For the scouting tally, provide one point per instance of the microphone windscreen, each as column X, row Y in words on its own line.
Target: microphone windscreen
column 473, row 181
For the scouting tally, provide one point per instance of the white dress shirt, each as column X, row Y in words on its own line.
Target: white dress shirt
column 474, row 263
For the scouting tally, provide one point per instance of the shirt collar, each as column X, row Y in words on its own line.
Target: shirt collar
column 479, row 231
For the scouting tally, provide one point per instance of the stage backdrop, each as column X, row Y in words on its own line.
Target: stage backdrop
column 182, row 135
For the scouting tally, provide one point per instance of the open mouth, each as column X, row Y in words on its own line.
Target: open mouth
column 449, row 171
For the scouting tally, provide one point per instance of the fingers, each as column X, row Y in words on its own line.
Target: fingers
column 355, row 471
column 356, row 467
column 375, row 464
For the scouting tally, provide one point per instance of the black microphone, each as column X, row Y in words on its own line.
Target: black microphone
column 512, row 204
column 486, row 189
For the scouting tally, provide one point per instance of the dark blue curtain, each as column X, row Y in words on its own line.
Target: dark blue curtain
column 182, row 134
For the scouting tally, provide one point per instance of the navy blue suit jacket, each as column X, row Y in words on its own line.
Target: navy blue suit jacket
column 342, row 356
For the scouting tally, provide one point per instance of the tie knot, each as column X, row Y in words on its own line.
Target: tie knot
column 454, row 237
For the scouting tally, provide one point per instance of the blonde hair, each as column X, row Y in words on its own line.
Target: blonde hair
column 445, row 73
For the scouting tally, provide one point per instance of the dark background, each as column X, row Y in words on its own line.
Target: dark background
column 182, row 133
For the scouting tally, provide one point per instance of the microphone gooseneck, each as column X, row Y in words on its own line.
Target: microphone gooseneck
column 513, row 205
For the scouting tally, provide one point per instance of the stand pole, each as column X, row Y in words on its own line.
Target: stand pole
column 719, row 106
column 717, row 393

········

EXERCISE OBJECTIVE: Go through the material and set every line down again exactly.

TASK ANSWER:
For the scouting tally, provide one point per instance of the microphone windscreen, each as column X, row Y in words on its own line.
Target: microphone windscreen
column 473, row 181
For the scouting tally, provide one point per instance of the white dress shirt, each as column X, row Y in words on its own line.
Target: white dress shirt
column 474, row 263
For the scouting tally, provide one point per instance of the shirt collar, each as column X, row Y in words on its own line.
Target: shirt collar
column 479, row 231
For the scouting tally, provide one point per instance of the stage backdrop, each as column X, row Y in words on its own line.
Target: stage backdrop
column 182, row 135
For the scouting tally, provide one point per instance of the open mouth, each as column X, row Y in words on its own line.
Target: open mouth
column 449, row 171
For the scouting tally, provide one point per instance of the fingers, each as column X, row Y in words on its own line.
Target: fingers
column 355, row 471
column 356, row 467
column 375, row 464
For the scouting tally, provide one point per instance of the black microphone, each as column X, row Y in words on its own line.
Target: black microphone
column 512, row 204
column 486, row 189
For the scouting tally, provide one point per instance of the dark blue curtain, each as column X, row Y in words on its own line.
Target: dark blue curtain
column 182, row 134
For the scouting tally, provide one point per instance of the navy blue suit jacket, each as column X, row Y in words on its own line.
Target: navy blue suit jacket
column 342, row 356
For the scouting tally, provide one point per instance of the tie knot, each as column X, row Y in words on its own line.
Target: tie knot
column 454, row 237
For the scouting tally, provide one point per instance of the blonde hair, each as column X, row Y in words on its own line.
Target: blonde hair
column 445, row 73
For the scouting tally, provide one point per instance of the dark background, each as column X, row Y in words on its own line.
Target: dark background
column 182, row 133
For the scouting tally, provide one point per instance of the microphone gooseneck, each as column X, row Y in words on its own line.
Target: microphone gooseneck
column 513, row 205
For the scouting tally, provide one point per instance of the stand pole, each as column X, row Y in words on its own line.
Target: stand pole
column 719, row 106
column 717, row 393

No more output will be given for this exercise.